PASSAGE:
%%

Mirrormask is the story of Helena Campbell, a young girl who works at her family’s circus. After a fight with her mother, her mom collapses and has to be rushed to the hospital. On the night of her mother’s operation, Helena wakes up in a new world. A princess in this new world, who looks just like Helena, has used the Mirrormask to switch places with Helena – with dire results to both worlds. Now Helena has to go on a quest to find the Mirrormask herself in order to set everything right again and get back to her own world.
From a reader’s perspective, I did not enjoy this particular Neil Gaiman story as much as I did Coraline or Stardust. From a Graphic Designer’s perspective, it was one of the most enjoyable books I’ve read since Lane Smith’s John, Paul, George & Ben. It was positively a delight! It looks like the designer had so much fun. How the font, the size and weight of the type, the baseline all are necessary parts of the telling of the story… I’ve uploaded two of my favourite parts here, because just talking about how awesome it is doesn’t do it justice.

%%

EXPLORE THE MATERIAL:
- a) Translate this sentence from the Mirrormask review into Spanish: "On the night of her mother's operation, Helena wakes up in a new world."
- b) Retype the stretch of the Mirrormask review from "Mirrormask is the" through "her own world.".
- c) Continue the Mirrormask review, picking up after its final sentence.

DATA FOR ANALYSIS:
%%

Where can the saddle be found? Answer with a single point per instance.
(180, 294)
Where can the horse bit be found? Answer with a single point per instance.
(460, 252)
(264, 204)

%%

TASK ANSWERS:
- a) La noche de la operación de su madre, Helena despierta en un mundo nuevo.

- b)
Mirrormask is the story of Helena Campbell, a young girl who works at her family’s circus. After a fight with her mother, her mom collapses and has to be rushed to the hospital. On the night of her mother’s operation, Helena wakes up in a new world. A princess in this new world, who looks just like Helena, has used the Mirrormask to switch places with Helena – with dire results to both worlds. Now Helena has to go on a quest to find the Mirrormask herself in order to set everything right again and get back to her own world.

- c)
I love how the text is constrasted with each other – black text on a light background to describe the city of light, and the white text on black background for the land of shadows. Look at how oppressive the white on black is – which is exactly what the land of shadows is like. I love how this was continued in the book too. Once Helena and Valentine enter the land of shadows, everything is white text on the black background.

This was my favourite… how the spaces between each word doubles, and so the sentence seems to drag on. It displays perfectly what the sentence is saying. Love it.
I’m in the mood for rewatching the movie at some point now…
Also, for those fellow Canadians… Happy Thanksgiving this weekend! (Mmm Turkey Day!)